BEGIN

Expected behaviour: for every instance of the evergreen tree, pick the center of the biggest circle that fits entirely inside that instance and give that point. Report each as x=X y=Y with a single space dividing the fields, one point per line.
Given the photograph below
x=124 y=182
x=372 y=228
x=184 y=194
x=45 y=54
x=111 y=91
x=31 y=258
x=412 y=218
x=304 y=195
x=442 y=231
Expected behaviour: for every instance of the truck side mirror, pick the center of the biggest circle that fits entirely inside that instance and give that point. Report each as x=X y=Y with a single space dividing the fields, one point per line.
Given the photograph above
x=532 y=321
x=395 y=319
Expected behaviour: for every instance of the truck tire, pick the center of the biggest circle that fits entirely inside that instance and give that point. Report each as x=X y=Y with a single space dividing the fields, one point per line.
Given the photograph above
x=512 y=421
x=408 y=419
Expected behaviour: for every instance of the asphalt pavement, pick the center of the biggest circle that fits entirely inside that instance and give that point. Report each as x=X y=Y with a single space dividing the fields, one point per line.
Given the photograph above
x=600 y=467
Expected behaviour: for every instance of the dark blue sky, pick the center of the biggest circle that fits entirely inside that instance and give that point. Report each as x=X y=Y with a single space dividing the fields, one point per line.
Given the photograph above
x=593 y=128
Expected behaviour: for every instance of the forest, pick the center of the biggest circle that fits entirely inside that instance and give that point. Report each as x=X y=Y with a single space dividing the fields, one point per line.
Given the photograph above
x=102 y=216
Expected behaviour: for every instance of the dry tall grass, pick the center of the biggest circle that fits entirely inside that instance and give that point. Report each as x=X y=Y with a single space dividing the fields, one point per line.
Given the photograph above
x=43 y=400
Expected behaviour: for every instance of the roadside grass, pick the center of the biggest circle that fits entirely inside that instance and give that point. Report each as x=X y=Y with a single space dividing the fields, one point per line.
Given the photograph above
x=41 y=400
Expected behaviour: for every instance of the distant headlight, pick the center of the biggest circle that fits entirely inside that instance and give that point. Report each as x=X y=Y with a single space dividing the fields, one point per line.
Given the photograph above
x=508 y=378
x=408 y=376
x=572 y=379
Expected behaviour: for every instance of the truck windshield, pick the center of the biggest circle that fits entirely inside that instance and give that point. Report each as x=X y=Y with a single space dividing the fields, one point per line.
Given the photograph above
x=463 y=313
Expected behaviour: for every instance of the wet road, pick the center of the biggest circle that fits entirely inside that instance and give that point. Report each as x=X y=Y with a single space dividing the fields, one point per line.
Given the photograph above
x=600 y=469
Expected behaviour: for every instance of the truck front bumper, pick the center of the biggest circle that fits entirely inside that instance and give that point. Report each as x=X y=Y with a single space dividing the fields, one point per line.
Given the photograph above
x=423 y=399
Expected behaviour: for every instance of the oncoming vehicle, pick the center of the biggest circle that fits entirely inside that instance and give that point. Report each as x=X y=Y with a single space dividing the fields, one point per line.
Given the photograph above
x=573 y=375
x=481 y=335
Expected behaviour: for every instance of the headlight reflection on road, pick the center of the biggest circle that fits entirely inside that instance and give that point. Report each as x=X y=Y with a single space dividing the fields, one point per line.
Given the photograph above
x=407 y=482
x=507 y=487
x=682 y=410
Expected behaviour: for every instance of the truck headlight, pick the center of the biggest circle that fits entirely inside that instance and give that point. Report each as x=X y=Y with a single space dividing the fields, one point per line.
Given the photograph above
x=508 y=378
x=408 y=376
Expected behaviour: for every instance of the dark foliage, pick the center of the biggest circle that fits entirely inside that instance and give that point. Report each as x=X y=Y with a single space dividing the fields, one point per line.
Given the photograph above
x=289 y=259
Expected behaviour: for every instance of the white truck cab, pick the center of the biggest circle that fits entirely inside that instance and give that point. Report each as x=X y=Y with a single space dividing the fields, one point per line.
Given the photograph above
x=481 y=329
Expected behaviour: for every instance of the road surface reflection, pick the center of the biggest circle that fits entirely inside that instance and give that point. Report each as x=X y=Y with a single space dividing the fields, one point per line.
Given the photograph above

END

■ TASK TO COMPLETE
The full listing must be retyped exactly as it stands.

■ PROBLEM SOLUTION
Expected behaviour: for every instance of the evergreen tree, pick the center of the biggest circle that fits entirely inside that instance and give that point. Report each as x=X y=Y with a single space dividing the fields, one point per line.
Given the photograph below
x=124 y=182
x=372 y=228
x=184 y=194
x=45 y=54
x=111 y=91
x=31 y=258
x=412 y=218
x=304 y=195
x=442 y=231
Expected behaviour: for every instance of the truck side mirror, pick the center of the biggest circle that fits entirely inside that instance and give that point. Report each as x=X y=Y with a single space dividing the fields, one point per line.
Given the photograph above
x=532 y=321
x=395 y=319
Expected behaviour: for every instance of the truck tire, pick the center of the biggest circle that fits entirely inside that instance and give that point. Report each as x=X y=Y with a single space dividing the fields, one point per line.
Given the photograph above
x=512 y=421
x=408 y=419
Expected behaviour: for every instance of the asphalt pavement, pick the center of the biggest circle that fits entirely inside that instance and give that point. Report each as x=X y=Y with a single space dividing the fields, one point per line.
Given the photograph above
x=600 y=467
Expected behaviour: for every instance of the dark blue sky, pick the center of the biggest circle that fits entirely inside that instance and give that point. Report each as x=X y=Y with a single space dividing the fields, one point per line.
Given the photograph above
x=593 y=128
Expected behaviour: for every instance of the forest, pick the center of the biggest circle that fits entirely inside that instance and give that point. Report each as x=X y=Y with a single space dividing the fields, one point per line.
Given the photograph above
x=102 y=216
Expected behaviour: for every instance of the dry tall grass, pick the center of the biggest circle that fits entirely inside that instance and give that point. Report each as x=X y=Y with a single space dividing the fields, one point per line.
Given the photograph above
x=43 y=400
Expected behaviour: for every instance of the roadside grass, pick the center of the biggest circle that fits entirely inside that instance and give that point. Report each as x=X y=Y with a single space dividing the fields, one point per line.
Given the photograph above
x=41 y=400
Expected behaviour: for every instance of the distant headlight, pick the center of the biggest circle that fits entirely inside that instance and give that point. Report each as x=X y=Y with a single space dividing the fields, one point per line.
Given the photograph above
x=508 y=378
x=408 y=376
x=572 y=379
Expected behaviour: for every instance of the truck windshield, pick the center of the biggest circle that fits entirely inside that instance and give that point. Report each as x=X y=Y with a single space dividing the fields, one point per line.
Given the photograph above
x=463 y=313
Expected behaviour: for every instance of the wet road, pick the center of the biggest circle that fits entirely inside that instance and give that point. Report each as x=X y=Y with a single space dividing the fields, one point per line.
Given the photograph above
x=600 y=469
Expected behaviour: for every instance of the truck front bumper, pick the center of the biggest circle that fits entirely inside that instance and give that point. Report each as x=X y=Y with a single space dividing the fields, one point per line.
Given the photograph above
x=423 y=399
Expected behaviour: for every instance of the oncoming vehicle, pick the center of the biggest circle that fits entirely inside that instance and give that point. Report each as x=X y=Y with a single space dividing the fields, one point per line.
Given the photograph above
x=573 y=375
x=481 y=335
Expected behaviour: for every instance of the headlight reflection on road, pick the center of the biggest circle that fits entirely inside that instance and give that point. Report each as x=X y=Y with a single space dividing the fields, one point per line.
Given the photograph above
x=407 y=482
x=507 y=487
x=682 y=410
Expected behaviour: for every instance of the truck headlight, pick the center of the biggest circle that fits entirely inside that instance and give that point. Report each as x=X y=Y with a single space dividing the fields, one point per line.
Given the photograph above
x=508 y=378
x=408 y=376
Expected behaviour: for every instance of the dark foliage, pick the center of the biggest circle that fits entirely inside that instance and give that point. Report each as x=X y=Y with a single space dividing the fields, one point per line.
Given the photograph above
x=289 y=259
Expected behaviour: for every instance of the white truck cab, pick the center of the biggest circle that fits entirely inside that instance and give that point. Report each as x=X y=Y with a single space dividing the fields, one point per line.
Given the photograph above
x=481 y=329
Expected behaviour: for every instance of the road surface reflection, pick the center of the biggest circle that fits entirely inside that instance and give that point. Report each as x=X y=Y with a single space dividing the fields, one point per line.
Given the photograph above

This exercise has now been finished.